Coordinate annotation entries:
+===+

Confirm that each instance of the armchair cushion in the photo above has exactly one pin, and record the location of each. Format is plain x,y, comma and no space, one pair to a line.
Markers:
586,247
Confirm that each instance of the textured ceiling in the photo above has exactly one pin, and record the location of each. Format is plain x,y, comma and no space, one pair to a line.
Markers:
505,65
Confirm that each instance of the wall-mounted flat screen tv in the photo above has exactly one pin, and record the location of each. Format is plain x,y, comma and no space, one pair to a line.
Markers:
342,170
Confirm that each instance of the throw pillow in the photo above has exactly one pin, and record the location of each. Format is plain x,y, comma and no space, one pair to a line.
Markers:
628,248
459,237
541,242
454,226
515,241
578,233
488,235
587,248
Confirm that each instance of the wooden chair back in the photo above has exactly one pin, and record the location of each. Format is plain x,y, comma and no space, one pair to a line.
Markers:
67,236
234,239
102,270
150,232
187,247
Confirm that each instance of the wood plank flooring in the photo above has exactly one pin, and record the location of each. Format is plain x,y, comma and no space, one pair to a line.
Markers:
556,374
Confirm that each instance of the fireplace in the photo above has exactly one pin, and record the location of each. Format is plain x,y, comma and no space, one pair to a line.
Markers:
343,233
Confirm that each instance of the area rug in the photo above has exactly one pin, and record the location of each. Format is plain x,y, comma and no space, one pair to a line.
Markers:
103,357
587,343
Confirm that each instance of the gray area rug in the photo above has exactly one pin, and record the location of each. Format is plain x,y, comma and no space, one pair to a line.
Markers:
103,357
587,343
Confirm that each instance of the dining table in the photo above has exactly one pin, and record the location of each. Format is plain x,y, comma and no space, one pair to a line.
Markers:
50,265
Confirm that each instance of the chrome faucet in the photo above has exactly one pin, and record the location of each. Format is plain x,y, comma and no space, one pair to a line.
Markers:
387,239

+===+

EXERCISE OBJECTIVE:
Write out the stretch from the line containing "Confirm that each instance of the dining" through the end of the entries, requests included. Raise every coordinate in the answers by 110.

TASK OUTPUT:
Confirm that each instance of the dining table in the photo above has exactly one pin, and record the location of each. Format is plain x,y, comma and no space, one pair to a line.
Markers:
160,375
Confirm that each instance of the chrome faucet in the photo above has exactly one pin, and record the location of each. Format is plain x,y, comma and no space, one pair to a line.
Markers:
497,349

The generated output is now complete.